Instructions to follow: Images do not belong in the copy. Retype all the entries below exactly.

*** Given records Section Begins ***

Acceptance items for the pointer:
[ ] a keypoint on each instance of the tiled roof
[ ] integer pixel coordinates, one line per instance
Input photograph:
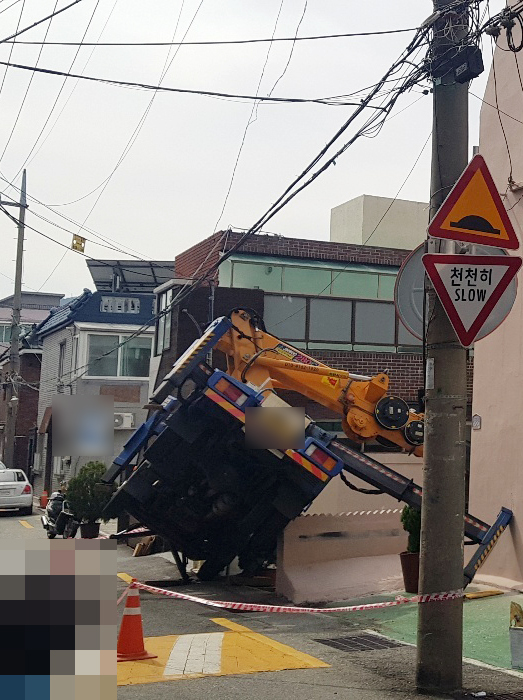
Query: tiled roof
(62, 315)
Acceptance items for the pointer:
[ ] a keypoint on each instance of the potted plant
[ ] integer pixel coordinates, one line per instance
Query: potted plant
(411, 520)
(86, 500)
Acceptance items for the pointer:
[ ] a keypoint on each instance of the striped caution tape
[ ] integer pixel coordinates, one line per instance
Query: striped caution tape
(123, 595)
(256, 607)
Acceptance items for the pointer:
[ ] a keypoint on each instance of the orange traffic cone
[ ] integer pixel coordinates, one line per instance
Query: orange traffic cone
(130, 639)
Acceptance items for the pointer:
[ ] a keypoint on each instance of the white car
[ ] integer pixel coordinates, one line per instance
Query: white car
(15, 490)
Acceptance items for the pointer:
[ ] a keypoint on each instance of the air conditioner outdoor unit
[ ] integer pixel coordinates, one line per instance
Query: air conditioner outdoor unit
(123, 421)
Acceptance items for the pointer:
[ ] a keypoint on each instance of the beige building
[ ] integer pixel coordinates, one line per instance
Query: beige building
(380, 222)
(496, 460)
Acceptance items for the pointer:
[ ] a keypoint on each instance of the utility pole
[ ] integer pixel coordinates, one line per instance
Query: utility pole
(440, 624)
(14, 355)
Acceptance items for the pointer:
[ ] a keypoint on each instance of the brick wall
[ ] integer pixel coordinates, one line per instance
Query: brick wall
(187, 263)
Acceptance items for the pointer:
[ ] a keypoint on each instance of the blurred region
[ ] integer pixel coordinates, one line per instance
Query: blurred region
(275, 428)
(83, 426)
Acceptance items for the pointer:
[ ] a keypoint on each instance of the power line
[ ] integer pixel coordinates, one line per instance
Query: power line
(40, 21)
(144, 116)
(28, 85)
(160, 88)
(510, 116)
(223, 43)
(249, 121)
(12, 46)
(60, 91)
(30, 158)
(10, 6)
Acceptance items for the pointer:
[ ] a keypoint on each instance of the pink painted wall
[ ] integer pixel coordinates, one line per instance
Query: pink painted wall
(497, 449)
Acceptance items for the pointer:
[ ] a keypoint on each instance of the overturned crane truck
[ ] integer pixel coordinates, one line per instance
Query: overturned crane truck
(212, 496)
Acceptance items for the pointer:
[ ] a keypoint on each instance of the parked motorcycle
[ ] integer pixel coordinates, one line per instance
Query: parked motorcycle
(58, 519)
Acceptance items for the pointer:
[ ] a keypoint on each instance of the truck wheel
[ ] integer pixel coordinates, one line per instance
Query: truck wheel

*** Given records Section Ends ***

Written response:
Acceptance items for the pointer:
[ ] a keypoint on each instance of the tiled roof
[ ] integer pixel coordinates, one line per instance
Input photograph:
Query: tiled roof
(62, 315)
Acceptance items for the pointer:
[ ] a keypoint on each instance of the potted plant
[ ] integer pixel coordinates, one line per instance
Query: potted plant
(411, 520)
(86, 500)
Acceptance items for the pointer:
[ ] a keypoint on each instance of the striped caution tape
[ ] integer pixel coordinates, one line per instance
Query: striped caution tape
(123, 595)
(256, 607)
Acceptance items for the pointer:
[ ] a keypoint on each instance of the orange traffic cone
[ ] integer pixel coordinates, one line per instance
Query: orange traffic cone
(130, 639)
Acceptance items for the pointer:
[ ] a keypoint on each instance of the white car
[ ] integer pixel coordinates, one line per instance
Query: white car
(15, 490)
Acceptance items for the pointer:
[ ] a keypoint on each instance of the air conditioner outdoor unit
[ ] integer pixel coordinates, one line per instance
Query: air conditioner outdoor unit
(123, 421)
Acceptance items for the pointer:
[ ] a keypoint on each instance of the beige building
[ ] integer pixel coordinates, one line per instance
Query: beige building
(380, 222)
(496, 460)
Acceptance items for the pointer:
[ ] a keypoint on each instance of the utility pole
[ ] integer pixel coordinates, one line per instance
Query: utility pole
(440, 624)
(14, 355)
Acceptance items for the pointer:
[ ] a keypoint on each instance of the brick wall
[ ] integer pixel coordinates, one line per instance
Query: brick wall
(187, 263)
Acceptance items for the pointer:
[ ] a keypoint on each instance of the blurred region
[ ] integer pixel coordinates, one line per instance
Query: blurred region
(275, 428)
(83, 426)
Acceptance items for the pointer:
[ ] a keypoint on each instance of the power line
[ ] integer pixel coordinates, one line per instance
Query: power line
(40, 21)
(144, 116)
(28, 85)
(160, 88)
(510, 116)
(223, 43)
(249, 121)
(12, 46)
(60, 91)
(30, 158)
(10, 6)
Acceptance items for the pointer:
[ ] a keypoint on each instance of the pink painted wall
[ ] integer pixel coordinates, one line per instance
Query: pink painted wall
(497, 449)
Acceptance items for the pointer:
[ ] a keypoint on each instance of the overturned crane truck
[ ] integer pixel coordinates, one line per instance
Query: overturned crane truck
(212, 496)
Acceptance items for the pointer:
[ ] a keypoint on each instance of the parked motorcycle
[ ] integer pixel coordinates, one line per instance
Query: parked motorcycle
(58, 519)
Acceptance items for the pointer:
[ ] a keypoint on each instance of the truck wheel
[ ] integer pixel coordinates, one line per instance
Query: truck wheel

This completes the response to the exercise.